### What you are asked to do
Count the lines in the records below that contain the word "tent", treating uppercase and lowercase as different. Reply with only the number.

### Items
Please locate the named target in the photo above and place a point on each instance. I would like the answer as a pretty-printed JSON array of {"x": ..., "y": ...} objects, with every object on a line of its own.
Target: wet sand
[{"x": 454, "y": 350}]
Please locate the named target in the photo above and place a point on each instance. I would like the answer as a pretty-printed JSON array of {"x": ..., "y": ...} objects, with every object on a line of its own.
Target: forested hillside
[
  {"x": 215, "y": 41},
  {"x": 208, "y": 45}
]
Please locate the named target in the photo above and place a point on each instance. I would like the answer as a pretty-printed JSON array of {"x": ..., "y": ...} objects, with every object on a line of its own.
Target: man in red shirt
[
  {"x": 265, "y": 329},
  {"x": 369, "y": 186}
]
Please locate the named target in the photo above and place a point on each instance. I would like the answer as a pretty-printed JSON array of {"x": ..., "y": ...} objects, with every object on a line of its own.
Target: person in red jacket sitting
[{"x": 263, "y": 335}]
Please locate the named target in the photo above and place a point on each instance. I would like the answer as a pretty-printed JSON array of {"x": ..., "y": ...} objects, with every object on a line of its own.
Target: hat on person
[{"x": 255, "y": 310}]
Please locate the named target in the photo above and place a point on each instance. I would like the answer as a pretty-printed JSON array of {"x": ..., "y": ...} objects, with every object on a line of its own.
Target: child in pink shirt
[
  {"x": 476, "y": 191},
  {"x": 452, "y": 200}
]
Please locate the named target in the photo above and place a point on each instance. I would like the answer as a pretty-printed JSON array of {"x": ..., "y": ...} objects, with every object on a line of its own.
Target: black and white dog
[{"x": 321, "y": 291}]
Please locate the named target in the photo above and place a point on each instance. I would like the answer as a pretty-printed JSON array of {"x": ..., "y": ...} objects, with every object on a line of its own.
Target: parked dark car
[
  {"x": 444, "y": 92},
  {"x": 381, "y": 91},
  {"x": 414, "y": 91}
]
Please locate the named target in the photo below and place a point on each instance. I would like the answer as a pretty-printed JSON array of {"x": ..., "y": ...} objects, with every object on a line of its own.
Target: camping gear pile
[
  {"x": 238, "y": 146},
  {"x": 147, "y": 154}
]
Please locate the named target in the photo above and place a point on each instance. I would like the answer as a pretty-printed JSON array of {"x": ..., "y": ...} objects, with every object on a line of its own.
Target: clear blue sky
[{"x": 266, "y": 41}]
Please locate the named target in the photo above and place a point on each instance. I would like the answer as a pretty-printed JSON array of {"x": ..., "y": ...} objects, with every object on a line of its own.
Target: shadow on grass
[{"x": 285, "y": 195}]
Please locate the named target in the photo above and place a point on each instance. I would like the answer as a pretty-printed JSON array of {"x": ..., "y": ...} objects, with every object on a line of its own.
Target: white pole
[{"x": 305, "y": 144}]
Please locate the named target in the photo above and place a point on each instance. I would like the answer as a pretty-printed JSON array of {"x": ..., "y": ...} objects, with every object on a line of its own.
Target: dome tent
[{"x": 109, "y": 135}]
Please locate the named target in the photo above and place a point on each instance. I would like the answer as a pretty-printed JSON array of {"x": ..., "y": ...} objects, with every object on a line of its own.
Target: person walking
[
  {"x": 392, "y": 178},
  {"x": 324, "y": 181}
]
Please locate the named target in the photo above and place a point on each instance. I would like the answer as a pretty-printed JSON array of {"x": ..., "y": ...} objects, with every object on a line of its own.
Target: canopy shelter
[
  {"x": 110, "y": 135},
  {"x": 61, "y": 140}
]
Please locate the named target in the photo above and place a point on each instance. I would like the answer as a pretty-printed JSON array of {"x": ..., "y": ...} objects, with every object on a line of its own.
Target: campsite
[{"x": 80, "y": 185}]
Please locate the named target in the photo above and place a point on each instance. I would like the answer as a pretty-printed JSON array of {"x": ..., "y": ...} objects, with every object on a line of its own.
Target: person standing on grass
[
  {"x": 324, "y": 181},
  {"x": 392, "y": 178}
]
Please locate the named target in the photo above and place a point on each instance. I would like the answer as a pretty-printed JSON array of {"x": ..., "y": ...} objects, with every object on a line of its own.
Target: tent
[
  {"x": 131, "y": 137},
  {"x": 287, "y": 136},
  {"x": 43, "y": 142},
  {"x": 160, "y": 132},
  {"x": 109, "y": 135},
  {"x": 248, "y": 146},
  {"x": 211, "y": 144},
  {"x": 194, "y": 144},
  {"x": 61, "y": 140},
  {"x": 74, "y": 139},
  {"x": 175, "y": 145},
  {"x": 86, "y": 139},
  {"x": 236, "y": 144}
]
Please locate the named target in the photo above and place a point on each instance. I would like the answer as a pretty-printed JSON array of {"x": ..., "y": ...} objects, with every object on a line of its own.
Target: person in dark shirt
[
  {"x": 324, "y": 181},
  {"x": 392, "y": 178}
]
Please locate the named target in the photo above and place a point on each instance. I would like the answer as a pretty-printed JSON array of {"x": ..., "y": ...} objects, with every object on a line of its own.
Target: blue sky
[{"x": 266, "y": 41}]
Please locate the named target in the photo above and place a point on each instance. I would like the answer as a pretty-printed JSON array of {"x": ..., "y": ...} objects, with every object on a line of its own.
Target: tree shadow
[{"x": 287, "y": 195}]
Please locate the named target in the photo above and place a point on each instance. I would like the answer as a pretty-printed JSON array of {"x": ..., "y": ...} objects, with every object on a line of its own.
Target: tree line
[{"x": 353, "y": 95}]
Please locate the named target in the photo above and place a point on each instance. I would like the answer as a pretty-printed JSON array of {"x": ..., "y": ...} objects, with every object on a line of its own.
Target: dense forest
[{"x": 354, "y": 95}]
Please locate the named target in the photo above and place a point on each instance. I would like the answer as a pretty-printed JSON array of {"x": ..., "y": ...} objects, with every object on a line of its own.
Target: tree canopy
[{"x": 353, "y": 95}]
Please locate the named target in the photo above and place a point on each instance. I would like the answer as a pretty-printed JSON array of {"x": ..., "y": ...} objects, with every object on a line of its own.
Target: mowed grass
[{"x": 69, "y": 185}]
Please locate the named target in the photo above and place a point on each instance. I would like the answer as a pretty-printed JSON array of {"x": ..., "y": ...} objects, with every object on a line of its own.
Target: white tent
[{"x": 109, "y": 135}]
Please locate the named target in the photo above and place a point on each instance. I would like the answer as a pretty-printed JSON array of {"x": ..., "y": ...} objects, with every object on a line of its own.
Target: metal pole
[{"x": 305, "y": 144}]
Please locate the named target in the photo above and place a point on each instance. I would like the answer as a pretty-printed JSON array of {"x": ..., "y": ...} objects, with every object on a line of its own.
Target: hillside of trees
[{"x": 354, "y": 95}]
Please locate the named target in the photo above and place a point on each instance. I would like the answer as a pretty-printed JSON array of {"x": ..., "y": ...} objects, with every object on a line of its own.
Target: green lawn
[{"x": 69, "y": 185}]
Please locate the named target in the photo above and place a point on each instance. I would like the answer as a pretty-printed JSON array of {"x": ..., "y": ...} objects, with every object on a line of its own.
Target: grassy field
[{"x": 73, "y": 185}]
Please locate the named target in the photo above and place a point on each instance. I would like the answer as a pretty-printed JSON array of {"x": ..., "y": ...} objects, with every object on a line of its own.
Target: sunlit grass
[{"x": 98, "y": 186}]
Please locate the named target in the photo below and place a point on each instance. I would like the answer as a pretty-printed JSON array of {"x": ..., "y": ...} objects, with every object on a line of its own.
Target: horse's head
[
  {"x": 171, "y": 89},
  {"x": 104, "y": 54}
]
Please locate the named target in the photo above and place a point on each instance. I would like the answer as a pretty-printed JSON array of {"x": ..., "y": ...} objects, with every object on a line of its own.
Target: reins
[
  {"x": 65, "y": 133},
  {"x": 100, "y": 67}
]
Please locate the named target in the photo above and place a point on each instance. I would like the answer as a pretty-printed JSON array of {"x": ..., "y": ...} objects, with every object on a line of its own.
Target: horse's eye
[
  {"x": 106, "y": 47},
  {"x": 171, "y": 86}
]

### Solution below
3